# What you need to do:
Would you retype every record below exactly as written?

START Task inputs

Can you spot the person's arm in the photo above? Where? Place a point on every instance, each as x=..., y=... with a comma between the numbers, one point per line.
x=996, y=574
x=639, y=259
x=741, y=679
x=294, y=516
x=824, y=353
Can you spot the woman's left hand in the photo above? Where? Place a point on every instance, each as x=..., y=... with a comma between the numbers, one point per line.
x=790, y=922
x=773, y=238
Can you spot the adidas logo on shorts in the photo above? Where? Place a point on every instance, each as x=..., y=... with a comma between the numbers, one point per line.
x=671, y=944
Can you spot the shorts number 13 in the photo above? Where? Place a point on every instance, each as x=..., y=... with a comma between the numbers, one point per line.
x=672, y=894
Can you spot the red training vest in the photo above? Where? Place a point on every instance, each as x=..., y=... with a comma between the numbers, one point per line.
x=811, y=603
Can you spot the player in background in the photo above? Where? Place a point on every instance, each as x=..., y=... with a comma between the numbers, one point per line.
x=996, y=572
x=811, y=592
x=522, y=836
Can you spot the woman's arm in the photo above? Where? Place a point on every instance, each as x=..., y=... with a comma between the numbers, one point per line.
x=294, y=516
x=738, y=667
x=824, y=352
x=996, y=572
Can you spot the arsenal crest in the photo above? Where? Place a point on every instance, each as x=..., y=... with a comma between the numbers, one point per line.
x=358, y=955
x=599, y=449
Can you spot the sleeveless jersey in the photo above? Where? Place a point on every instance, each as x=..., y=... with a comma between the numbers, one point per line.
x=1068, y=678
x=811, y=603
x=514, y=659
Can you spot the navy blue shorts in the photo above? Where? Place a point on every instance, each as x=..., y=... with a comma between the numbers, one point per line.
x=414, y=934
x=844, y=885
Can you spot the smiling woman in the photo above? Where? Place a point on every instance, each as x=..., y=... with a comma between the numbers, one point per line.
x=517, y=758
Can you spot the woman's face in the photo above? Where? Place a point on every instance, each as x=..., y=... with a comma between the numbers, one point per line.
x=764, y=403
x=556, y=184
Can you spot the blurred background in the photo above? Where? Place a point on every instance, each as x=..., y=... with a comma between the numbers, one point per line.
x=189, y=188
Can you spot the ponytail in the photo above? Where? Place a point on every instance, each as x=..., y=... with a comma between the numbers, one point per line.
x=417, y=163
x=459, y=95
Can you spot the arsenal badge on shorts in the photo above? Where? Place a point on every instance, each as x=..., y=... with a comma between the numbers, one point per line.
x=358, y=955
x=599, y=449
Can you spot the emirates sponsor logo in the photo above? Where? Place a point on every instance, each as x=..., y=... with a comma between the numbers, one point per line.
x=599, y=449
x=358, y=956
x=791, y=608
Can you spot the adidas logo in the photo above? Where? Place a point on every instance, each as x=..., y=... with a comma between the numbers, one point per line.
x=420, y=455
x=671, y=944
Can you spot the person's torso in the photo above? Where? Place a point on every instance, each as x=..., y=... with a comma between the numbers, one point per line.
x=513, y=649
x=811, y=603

END Task inputs

# Answer section:
Can you spot the person's arm in the photo above? Where? Place a point on every instance, each as x=..., y=... with a comma between the numbers, one point per line.
x=996, y=574
x=639, y=259
x=741, y=679
x=294, y=516
x=824, y=353
Can you spot the woman's left hand in the photo above? Where? Place a point on every instance, each as x=..., y=... with a comma between the numbers, one point per line.
x=790, y=922
x=773, y=238
Can you spot the adidas logo on shorts in the photo above? Where? Place a point on every instance, each as x=..., y=... with a comma between the numbers, one point per line.
x=671, y=944
Can you spot the shorts number 13 in the photo above? Where? Place a point on every instance, each as x=..., y=... with a comma between the numbers, one point per line.
x=672, y=894
Can you spot the red training vest in the photo above? Where? Place a point on every instance, each as x=..., y=... with a comma between the numbers, one point per line.
x=811, y=603
Can you spot the player in background in the photo above? Where? Place a point on every instance, each as x=..., y=... with a comma between the numbers, one point per line.
x=996, y=572
x=811, y=592
x=522, y=836
Can you spot the woman's arm in the photo above? Where? Place a point on every instance, each as x=..., y=... with a comma between the numbers, one point per line.
x=294, y=516
x=738, y=667
x=824, y=352
x=996, y=572
Can you spot the arsenal crest in the photo above? Where? Place a point on every instance, each as x=..., y=... with a comma between the numbers, one point per line.
x=358, y=955
x=599, y=449
Can you spot the sleeveless jersey in the photo above? Where? Place a point on every instance, each as x=..., y=... with a comma between the numbers, one point per line.
x=1068, y=678
x=811, y=603
x=514, y=659
Can you spot the navy blue shorts in the photo above? Where? Place a point on every instance, each as x=..., y=... with a comma between the numbers, one point per line.
x=414, y=934
x=844, y=885
Can you spot the smiling woman in the photo above? Where? Place a point on every instance, each as x=..., y=... with a comma between the numbers, one point per line.
x=517, y=758
Can you spot the woman's face in the photo above? Where? Place a point on every instance, each as x=..., y=... with a comma between the numbers, one point per line.
x=764, y=403
x=556, y=184
Can you spot the blurred background in the photo above? Where? Place a point on every instance, each as x=..., y=... with a comma between the numbers, one point per line.
x=189, y=188
Can you spot the ponytail in the photo above? Where? Place a point on every instance, each as x=..., y=... with a comma between the numbers, one point per line.
x=417, y=163
x=459, y=95
Can you spot the arsenal badge on shorts in the photo above? Where? Place a point on every instance, each as x=..., y=... with a comma between the numbers, one point per line.
x=358, y=955
x=599, y=449
Can you spot the emirates sponsor logo in the photo above? Where? Place a point on every instance, each as x=..., y=... with a comma between the numbers, one point per line.
x=599, y=449
x=358, y=956
x=791, y=608
Can you spot the adidas logo in the photo above? Where? Place a point on every instance, each as x=..., y=... with a comma between the numbers, one point per line.
x=420, y=455
x=671, y=944
Can you spot the person's torso in the photo above? Where? Place a point on every instance, each as x=..., y=... with a comma between the numbers, one point per line.
x=513, y=649
x=811, y=603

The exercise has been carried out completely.